The request » Retype, without alteration, each line from the line containing "Note: mark the small" to the final line of the records.
+===+
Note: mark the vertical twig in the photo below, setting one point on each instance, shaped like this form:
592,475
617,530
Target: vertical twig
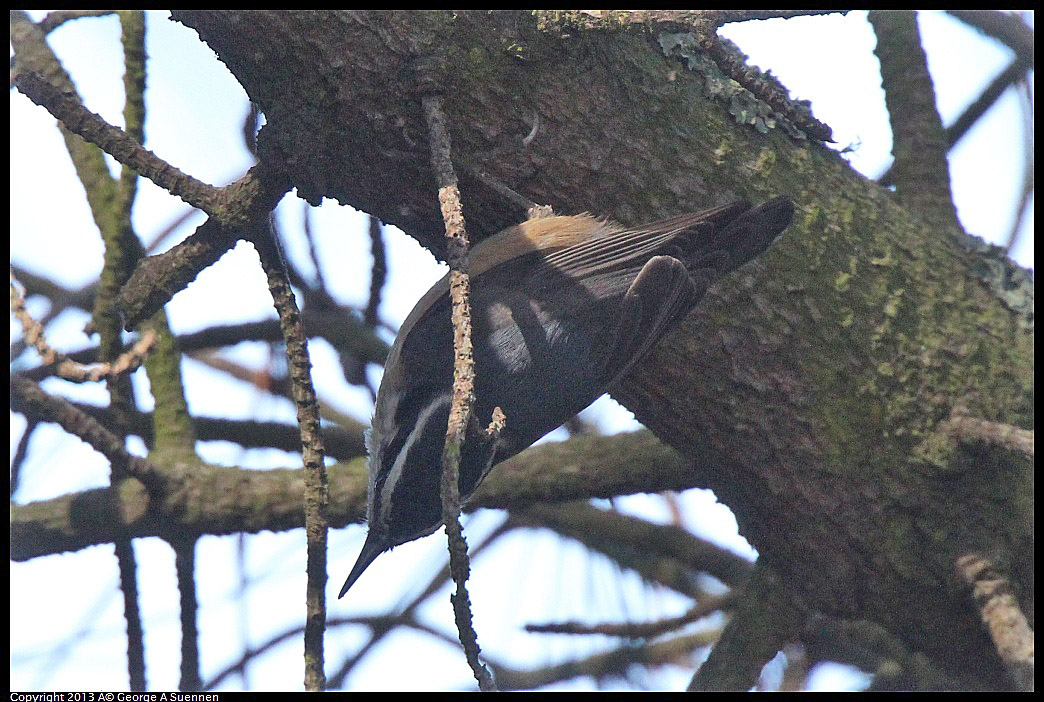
185,565
921,173
311,448
464,380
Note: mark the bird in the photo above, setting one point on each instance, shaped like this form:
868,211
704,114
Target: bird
562,307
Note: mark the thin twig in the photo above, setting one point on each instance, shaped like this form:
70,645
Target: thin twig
316,494
1002,615
997,434
65,367
464,380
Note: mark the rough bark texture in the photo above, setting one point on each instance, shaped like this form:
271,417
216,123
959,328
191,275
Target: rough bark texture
806,389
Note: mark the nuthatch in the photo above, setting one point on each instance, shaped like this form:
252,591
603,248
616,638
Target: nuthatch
562,307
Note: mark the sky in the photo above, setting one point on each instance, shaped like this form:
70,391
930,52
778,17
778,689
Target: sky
67,626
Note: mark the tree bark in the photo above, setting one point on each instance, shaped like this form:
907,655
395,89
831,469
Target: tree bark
807,388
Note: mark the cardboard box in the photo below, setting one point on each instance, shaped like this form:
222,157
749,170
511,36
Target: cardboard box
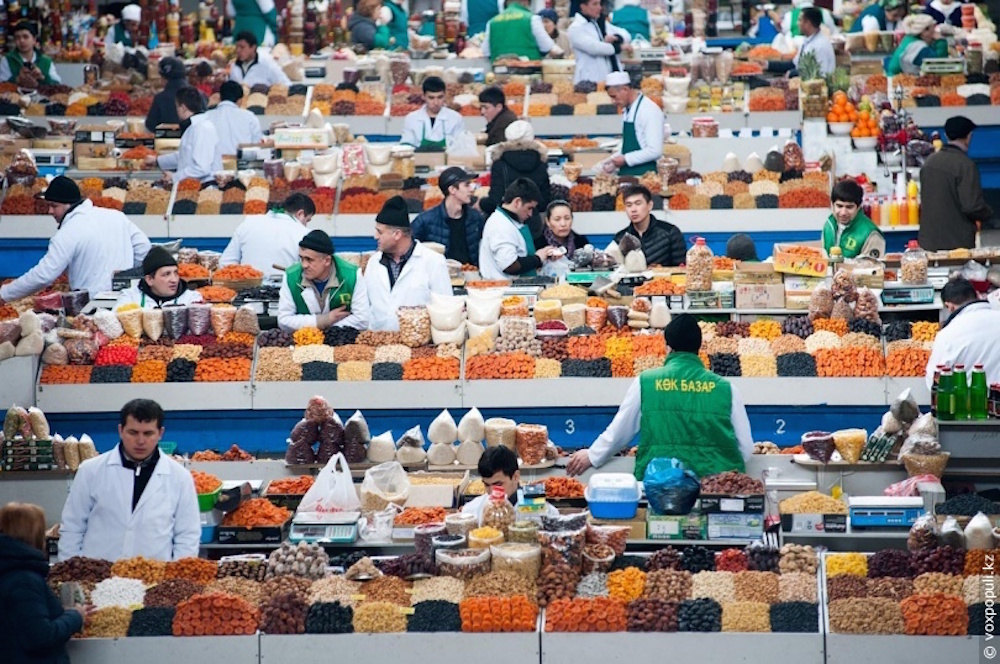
813,264
730,503
668,527
760,296
637,526
814,523
735,526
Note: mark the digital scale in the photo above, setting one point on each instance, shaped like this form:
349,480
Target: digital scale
329,527
885,511
897,293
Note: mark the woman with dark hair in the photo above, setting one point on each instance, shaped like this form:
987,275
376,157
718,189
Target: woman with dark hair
34,626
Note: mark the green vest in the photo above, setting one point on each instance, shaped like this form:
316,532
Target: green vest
510,34
852,238
347,276
634,20
686,413
43,62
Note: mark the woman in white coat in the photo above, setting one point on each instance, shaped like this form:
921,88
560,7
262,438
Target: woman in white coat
402,273
596,43
132,501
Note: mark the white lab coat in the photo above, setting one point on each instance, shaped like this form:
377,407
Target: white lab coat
92,244
970,338
265,240
417,125
98,520
424,273
234,126
135,296
199,156
263,70
501,246
290,320
591,51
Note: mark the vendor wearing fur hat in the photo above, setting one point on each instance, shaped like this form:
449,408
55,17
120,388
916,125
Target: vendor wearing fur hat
681,410
160,284
402,273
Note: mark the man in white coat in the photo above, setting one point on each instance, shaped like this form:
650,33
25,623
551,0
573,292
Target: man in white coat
969,336
235,126
199,156
265,240
402,273
321,290
596,43
90,243
430,127
132,501
160,285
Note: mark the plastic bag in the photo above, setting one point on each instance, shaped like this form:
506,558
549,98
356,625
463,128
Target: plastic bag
472,426
108,323
333,490
670,489
382,448
383,485
443,430
979,533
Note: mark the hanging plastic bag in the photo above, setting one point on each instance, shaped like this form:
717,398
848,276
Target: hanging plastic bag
333,490
670,488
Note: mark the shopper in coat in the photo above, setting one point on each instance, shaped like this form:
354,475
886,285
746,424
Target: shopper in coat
161,285
34,626
596,43
969,336
951,193
132,501
680,410
493,107
321,290
402,273
521,156
164,108
90,243
662,242
198,156
265,240
455,223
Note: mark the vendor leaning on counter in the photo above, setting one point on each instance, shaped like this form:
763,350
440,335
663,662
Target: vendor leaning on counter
429,127
848,227
642,128
498,467
132,501
125,30
402,273
969,336
198,156
455,223
26,58
252,67
160,285
508,248
90,243
919,43
263,241
662,242
680,410
321,290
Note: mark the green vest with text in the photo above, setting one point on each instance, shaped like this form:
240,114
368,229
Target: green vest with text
686,413
347,276
510,34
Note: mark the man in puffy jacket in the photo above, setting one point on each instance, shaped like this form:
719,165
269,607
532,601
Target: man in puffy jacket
455,223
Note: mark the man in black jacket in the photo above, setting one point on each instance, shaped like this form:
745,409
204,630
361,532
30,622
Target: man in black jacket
951,194
662,242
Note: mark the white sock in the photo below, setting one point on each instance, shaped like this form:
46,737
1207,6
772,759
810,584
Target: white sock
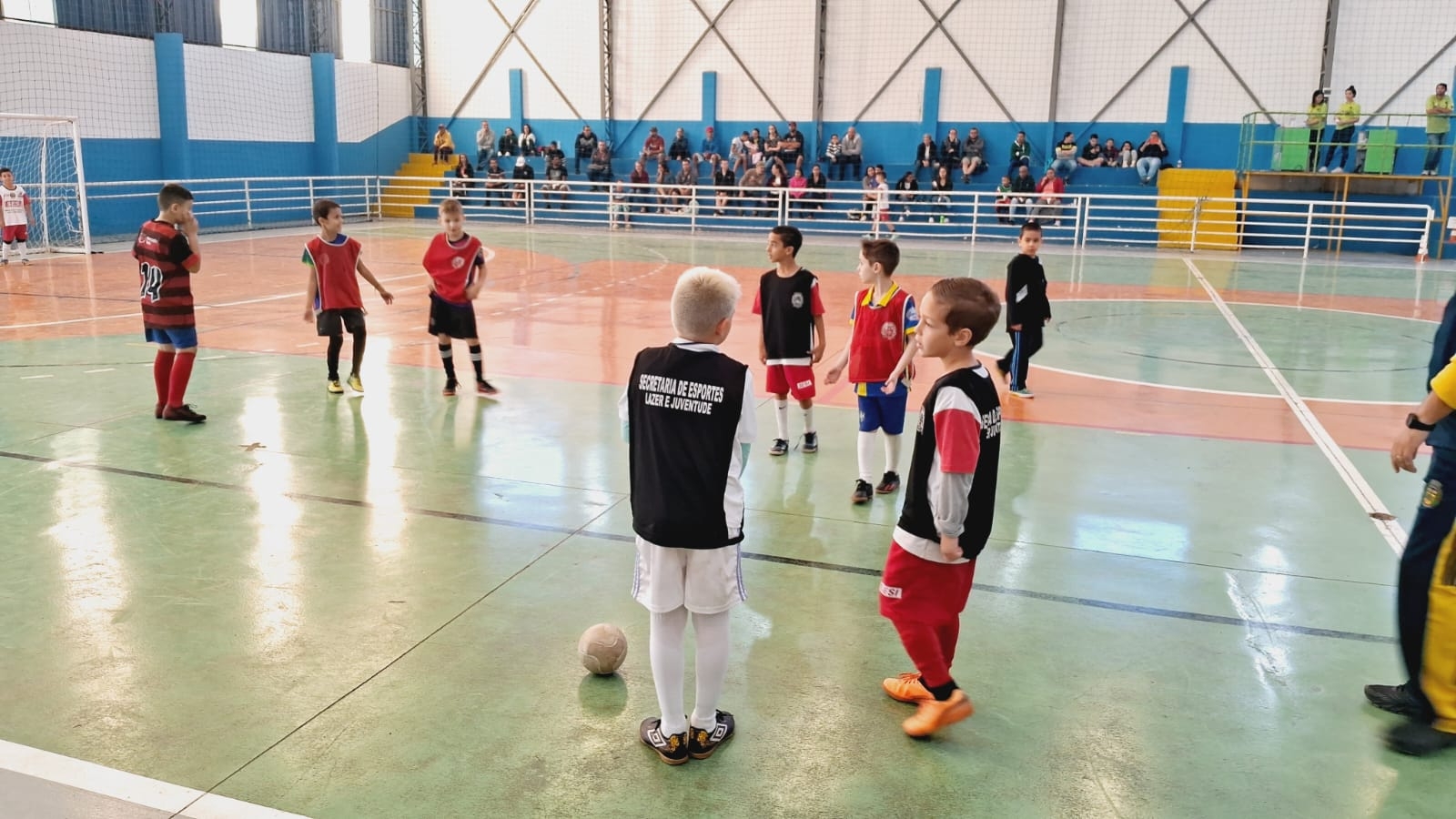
866,453
666,651
711,636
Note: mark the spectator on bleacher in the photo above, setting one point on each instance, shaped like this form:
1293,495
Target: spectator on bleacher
817,191
1019,155
1315,120
1004,201
494,181
925,155
601,167
852,153
791,147
1023,182
652,146
1150,157
1346,118
1050,189
1438,124
708,150
509,145
1065,157
586,146
1092,153
771,145
679,150
907,191
973,155
555,186
444,146
521,174
941,188
724,186
951,149
460,188
484,143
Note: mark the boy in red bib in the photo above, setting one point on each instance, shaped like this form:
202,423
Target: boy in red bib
334,292
456,267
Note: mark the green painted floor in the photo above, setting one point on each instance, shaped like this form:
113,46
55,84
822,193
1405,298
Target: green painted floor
369,606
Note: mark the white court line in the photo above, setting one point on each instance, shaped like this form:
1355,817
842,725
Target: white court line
128,787
1390,528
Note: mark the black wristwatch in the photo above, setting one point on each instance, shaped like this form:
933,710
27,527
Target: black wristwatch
1412,423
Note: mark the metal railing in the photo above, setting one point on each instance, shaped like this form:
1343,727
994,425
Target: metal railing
970,216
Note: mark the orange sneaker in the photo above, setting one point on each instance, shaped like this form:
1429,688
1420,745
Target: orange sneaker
906,688
935,714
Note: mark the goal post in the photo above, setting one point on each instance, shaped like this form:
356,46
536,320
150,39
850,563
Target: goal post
46,157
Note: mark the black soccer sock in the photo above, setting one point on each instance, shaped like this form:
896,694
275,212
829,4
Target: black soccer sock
448,359
335,344
359,351
943,693
478,361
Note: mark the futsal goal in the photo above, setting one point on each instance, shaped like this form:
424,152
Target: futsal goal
46,157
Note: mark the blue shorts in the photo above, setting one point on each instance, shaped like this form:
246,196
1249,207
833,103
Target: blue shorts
179,339
880,411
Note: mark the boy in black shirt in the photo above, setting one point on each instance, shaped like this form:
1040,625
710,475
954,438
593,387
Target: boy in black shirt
688,417
950,501
1026,309
793,339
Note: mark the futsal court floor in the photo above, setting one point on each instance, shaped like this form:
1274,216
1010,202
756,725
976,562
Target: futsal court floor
368,606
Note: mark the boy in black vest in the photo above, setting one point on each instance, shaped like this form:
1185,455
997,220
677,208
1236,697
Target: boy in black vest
950,501
688,414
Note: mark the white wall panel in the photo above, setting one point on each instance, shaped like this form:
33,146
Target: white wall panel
248,95
109,82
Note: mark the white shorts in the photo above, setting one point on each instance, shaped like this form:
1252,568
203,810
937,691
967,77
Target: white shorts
703,581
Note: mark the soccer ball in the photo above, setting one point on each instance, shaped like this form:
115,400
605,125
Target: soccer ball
602,649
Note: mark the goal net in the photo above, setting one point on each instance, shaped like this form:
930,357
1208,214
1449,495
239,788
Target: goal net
44,155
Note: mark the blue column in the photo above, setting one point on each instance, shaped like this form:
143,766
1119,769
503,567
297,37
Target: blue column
931,106
177,146
325,116
1177,113
517,98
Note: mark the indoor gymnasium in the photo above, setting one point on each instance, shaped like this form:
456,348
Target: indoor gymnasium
459,409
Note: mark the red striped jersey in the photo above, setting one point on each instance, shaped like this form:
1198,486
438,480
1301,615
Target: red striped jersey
881,329
455,266
335,268
165,263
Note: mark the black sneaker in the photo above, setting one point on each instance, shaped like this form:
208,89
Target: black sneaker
672,748
182,414
1397,700
1419,739
703,742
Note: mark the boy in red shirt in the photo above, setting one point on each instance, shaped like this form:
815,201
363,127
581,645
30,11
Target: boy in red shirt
950,503
167,258
881,344
334,292
456,267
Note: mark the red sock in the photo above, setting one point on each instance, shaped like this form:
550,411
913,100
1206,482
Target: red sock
922,643
181,372
162,373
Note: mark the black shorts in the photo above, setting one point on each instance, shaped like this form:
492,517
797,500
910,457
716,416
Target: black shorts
456,321
334,322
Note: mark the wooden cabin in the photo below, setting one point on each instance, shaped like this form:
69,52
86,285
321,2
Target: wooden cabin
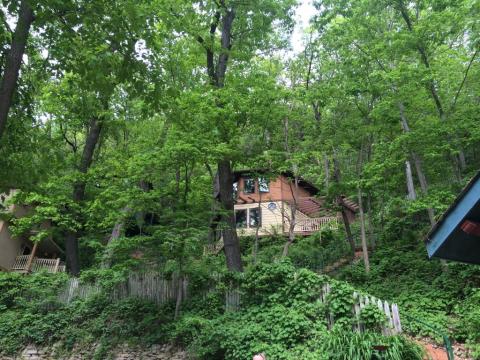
266,203
19,253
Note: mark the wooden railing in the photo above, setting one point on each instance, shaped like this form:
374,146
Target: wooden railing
20,263
316,224
37,264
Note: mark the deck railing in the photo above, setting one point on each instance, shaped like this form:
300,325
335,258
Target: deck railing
21,264
316,224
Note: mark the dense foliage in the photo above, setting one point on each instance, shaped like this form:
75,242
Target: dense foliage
280,314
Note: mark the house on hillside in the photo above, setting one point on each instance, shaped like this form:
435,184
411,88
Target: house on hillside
267,204
19,253
456,236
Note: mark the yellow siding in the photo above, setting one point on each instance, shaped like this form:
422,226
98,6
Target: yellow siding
272,220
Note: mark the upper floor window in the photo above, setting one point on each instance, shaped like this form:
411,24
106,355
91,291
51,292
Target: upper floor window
241,218
235,190
249,186
254,218
263,185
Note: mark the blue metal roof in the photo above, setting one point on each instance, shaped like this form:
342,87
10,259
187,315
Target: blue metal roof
447,240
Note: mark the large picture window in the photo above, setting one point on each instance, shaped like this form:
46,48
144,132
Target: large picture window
241,218
249,186
254,218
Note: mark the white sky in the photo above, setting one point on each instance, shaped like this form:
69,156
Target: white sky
303,14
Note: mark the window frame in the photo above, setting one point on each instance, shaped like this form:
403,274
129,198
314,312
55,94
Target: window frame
263,181
245,181
259,218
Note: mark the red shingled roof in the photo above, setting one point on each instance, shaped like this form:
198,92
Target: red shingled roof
315,207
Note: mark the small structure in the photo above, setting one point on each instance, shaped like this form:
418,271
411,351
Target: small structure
456,236
266,205
19,253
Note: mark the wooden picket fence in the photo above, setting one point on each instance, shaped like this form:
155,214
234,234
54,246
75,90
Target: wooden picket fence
148,286
154,287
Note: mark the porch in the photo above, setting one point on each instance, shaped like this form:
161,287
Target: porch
28,263
309,226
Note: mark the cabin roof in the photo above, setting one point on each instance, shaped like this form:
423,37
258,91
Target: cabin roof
+===+
Written response »
Note: mark the small structure in the photo above, setting one point on each instance, shaped like this form:
418,271
411,351
Target: small structure
456,236
266,205
19,253
Note: mark the wooden picket fence in the photo above, setting one point on each instance, shaped like this form:
155,214
234,234
54,246
75,90
Target: wooden picket fence
148,286
154,287
Note: mark the porch in the photo above, setting one point on each instance, shaped like this form:
161,287
Target: porch
28,263
309,226
Note: mark the cabin roof in the photo above, setting one point on each instance, shaped like this form:
423,37
258,91
Target: cabin roof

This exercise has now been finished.